» **SOURCE EXCERPT**:
========================
LoongArch: Fix lo_sum rtx cost

Message ID 20230916091643.3160525-1-mengqinggang@loongson.cn
State New
Headers
Series LoongArch: Fix lo_sum rtx cost |

Checks

Context Check Description
linaro-tcwg-bot/tcwg_gcc_check--master-aarch64 success Testing passed
linaro-tcwg-bot/tcwg_gcc_build--master-arm success Testing passed
linaro-tcwg-bot/tcwg_gcc_build--master-aarch64 success Testing passed
linaro-tcwg-bot/tcwg_gcc_check--master-arm success Testing passed

Commit Message

mengqinggang Sept. 16, 2023, 9:16 a.m. UTC
  The cost of lo_sum rtx for addi.d instruction my be a very big number if
computed by common function. It may cause some symbols saving to stack and
loading from stack if there no enough registers during loop optimization.

gcc/ChangeLog:

	* config/loongarch/loongarch.cc (loongarch_rtx_costs): Add lo_sum cost.
---
 gcc/config/loongarch/loongarch.cc | 4 ++++
 1 file changed, 4 insertions(+)
========================
» **REQUIREMENTS**:
1. Rewrite the stretch of the patch page from "Commit Message" through "changed, 4 insertions(+)", replacing each occurrence of "stack" with "memory".
2. Gather every line of the listing that contains the string "rock", treating uppercase and lowercase letters as distinct.
The patch page and the listing come from unrelated sources.

» **AVAILABLE DATA**:
========================
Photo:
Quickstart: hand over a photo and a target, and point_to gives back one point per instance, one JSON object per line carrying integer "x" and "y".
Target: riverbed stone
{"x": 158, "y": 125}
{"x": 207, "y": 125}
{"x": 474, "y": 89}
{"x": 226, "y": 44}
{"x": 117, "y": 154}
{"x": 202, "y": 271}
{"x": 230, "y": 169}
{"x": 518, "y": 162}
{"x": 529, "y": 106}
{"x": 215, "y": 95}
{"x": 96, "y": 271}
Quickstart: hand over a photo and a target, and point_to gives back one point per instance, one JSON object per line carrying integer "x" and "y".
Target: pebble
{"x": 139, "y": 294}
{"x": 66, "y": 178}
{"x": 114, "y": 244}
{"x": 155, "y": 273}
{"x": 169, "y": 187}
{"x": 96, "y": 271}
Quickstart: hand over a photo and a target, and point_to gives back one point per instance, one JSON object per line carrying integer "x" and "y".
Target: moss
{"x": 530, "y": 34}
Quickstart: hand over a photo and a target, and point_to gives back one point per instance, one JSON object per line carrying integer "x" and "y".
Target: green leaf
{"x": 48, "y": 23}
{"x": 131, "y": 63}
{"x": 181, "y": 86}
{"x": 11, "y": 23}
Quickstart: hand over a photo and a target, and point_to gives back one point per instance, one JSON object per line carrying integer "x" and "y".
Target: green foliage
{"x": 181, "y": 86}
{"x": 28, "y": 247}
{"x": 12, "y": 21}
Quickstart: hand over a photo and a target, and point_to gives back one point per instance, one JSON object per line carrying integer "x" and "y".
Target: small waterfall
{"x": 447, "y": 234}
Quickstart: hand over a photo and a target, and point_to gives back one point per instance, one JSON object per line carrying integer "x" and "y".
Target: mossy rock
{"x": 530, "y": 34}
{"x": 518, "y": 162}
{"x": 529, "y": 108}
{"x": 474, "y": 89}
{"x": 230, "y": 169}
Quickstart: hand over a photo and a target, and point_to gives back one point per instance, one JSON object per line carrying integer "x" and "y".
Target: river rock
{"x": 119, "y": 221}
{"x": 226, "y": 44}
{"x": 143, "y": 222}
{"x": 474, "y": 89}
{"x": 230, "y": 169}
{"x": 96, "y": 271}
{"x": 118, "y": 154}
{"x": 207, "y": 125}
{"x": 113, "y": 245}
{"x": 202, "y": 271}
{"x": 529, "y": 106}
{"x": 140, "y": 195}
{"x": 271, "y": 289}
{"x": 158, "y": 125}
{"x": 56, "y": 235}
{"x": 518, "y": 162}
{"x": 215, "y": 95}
========================
» **THE ANSWERS**:
1.
Commit Message

mengqinggang Sept. 16, 2023, 9:16 a.m. UTC
  The cost of lo_sum rtx for addi.d instruction my be a very big number if
computed by common function. It may cause some symbols saving to memory and
loading from memory if there no enough registers during loop optimization.

gcc/ChangeLog:

	* config/loongarch/loongarch.cc (loongarch_rtx_costs): Add lo_sum cost.
---
 gcc/config/loongarch/loongarch.cc | 4 ++++
 1 file changed, 4 insertions(+)

2.
Target: mossy rock
Target: river rock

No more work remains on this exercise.